Saved data entries
----------------------------------------

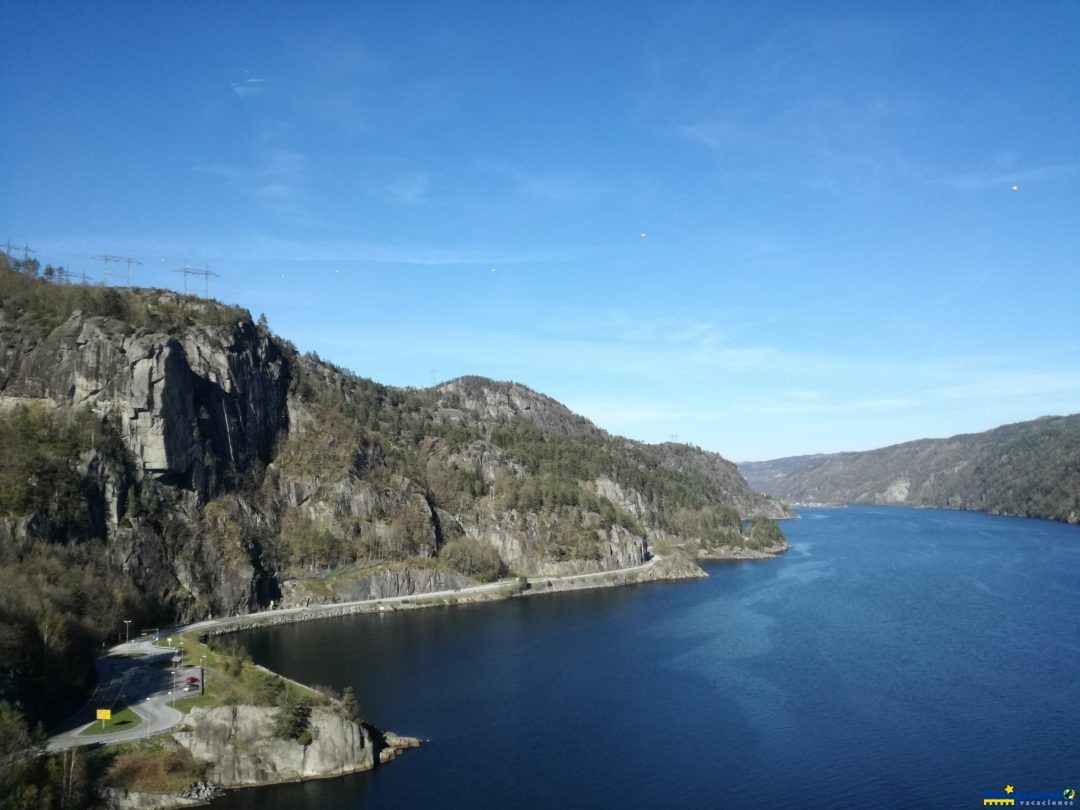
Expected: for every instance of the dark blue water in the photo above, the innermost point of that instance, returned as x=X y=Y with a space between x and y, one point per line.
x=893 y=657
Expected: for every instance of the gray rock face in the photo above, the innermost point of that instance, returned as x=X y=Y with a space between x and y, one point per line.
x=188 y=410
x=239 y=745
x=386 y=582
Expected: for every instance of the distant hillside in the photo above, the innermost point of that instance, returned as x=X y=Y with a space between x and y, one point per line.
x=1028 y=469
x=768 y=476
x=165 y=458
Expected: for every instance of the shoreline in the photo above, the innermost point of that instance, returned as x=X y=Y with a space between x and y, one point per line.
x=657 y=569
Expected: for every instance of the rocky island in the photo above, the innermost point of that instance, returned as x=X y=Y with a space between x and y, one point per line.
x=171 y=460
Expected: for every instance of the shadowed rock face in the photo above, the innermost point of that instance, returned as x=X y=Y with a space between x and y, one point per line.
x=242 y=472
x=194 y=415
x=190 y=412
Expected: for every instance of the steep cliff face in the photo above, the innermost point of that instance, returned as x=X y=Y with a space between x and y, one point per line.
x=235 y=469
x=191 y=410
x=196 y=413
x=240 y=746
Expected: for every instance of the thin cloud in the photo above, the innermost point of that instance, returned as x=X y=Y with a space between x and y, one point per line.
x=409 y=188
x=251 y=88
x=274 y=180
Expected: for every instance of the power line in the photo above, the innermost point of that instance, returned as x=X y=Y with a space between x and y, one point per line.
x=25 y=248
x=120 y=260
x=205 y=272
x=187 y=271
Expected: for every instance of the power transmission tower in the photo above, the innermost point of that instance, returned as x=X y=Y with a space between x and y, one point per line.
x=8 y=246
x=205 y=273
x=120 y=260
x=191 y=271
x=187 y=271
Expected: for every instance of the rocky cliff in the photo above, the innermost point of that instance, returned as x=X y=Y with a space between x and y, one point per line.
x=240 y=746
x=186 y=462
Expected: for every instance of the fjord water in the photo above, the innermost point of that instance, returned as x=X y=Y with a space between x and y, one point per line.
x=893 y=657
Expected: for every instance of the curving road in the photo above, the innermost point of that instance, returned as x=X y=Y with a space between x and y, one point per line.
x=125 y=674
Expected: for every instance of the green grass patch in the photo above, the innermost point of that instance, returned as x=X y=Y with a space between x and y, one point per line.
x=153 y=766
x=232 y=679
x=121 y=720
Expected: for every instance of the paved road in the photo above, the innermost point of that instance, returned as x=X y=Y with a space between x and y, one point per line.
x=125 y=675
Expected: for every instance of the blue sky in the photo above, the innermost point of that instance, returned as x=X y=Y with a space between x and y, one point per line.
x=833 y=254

----------------------------------------

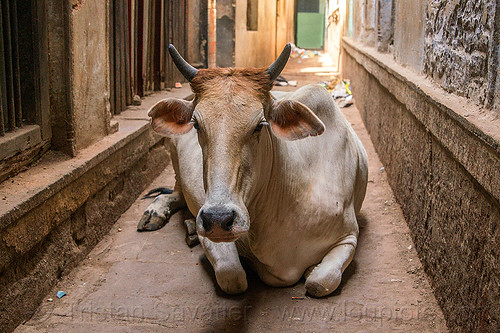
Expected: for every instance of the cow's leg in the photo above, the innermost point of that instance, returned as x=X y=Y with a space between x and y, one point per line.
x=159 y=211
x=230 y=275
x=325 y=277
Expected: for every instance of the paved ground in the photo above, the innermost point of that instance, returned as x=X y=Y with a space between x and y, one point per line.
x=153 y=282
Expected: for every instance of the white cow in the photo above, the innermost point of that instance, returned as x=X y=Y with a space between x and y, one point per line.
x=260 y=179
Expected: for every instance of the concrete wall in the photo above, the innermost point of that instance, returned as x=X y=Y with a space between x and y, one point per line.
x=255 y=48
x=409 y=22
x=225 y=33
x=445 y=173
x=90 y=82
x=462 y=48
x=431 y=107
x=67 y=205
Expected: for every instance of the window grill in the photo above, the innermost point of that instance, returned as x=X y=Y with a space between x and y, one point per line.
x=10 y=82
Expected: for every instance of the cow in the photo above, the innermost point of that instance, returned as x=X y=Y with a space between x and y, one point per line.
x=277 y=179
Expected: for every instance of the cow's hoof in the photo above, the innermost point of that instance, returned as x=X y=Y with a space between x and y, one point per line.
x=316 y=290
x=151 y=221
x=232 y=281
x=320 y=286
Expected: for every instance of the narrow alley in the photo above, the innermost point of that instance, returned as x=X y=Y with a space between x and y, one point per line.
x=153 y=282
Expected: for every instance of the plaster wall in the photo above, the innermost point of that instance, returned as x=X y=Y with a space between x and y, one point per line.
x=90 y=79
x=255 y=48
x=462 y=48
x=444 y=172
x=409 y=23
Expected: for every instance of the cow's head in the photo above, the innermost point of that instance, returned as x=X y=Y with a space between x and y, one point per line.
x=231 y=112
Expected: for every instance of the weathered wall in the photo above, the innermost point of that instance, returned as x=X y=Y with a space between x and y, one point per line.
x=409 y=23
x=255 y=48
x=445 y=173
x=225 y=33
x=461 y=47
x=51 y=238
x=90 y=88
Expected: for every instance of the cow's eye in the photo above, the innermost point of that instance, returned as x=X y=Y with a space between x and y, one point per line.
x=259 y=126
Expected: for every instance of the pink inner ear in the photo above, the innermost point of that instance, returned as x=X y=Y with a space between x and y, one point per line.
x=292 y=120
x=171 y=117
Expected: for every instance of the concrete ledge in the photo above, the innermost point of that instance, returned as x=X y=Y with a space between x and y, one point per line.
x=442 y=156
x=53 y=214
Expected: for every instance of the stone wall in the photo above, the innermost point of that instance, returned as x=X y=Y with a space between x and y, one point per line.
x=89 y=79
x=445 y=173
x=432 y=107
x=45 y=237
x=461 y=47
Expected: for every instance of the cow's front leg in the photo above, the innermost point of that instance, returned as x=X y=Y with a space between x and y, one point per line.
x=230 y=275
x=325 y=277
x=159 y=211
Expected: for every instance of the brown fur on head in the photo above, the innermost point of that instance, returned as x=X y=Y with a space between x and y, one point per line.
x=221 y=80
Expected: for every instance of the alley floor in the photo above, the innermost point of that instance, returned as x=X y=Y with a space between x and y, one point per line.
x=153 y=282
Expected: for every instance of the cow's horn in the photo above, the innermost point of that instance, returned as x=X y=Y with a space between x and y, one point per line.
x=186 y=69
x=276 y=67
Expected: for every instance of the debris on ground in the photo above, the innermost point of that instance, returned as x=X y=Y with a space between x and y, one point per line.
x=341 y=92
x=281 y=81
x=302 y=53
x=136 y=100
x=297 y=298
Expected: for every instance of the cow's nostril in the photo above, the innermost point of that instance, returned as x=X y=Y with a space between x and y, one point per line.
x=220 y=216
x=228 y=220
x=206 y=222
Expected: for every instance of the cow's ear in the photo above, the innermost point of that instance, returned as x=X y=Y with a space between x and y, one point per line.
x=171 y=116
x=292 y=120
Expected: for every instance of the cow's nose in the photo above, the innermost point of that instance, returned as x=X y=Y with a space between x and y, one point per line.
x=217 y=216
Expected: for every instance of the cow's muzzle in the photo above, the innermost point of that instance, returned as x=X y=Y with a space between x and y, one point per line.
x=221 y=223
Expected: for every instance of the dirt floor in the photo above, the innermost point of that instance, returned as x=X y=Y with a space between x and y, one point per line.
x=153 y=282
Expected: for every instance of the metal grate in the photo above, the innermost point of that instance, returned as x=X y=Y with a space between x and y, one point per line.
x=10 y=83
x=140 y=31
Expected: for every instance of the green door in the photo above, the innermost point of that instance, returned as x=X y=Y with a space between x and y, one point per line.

----------------------------------------

What the exercise asks: Would you please copy exactly the part of the entries above that begins at the line containing "Expected: for every instance of the dirt" and ends at the line containing "Expected: for every instance of the green door", both lines included?

Your response:
Expected: for every instance of the dirt floor in the photo above, the innermost point of that instance, returned as x=X y=Y with a space between x and y, one point per line.
x=153 y=282
Expected: for every instance of the metal grate in the photo above, the innermost point of that instance, returned as x=X y=Y with a space between x and y, one point per line.
x=10 y=83
x=140 y=31
Expected: for every instance of the green door in the photo above, the innermost point of that instance, returned as x=X y=Y with a space between x and y, one point per line.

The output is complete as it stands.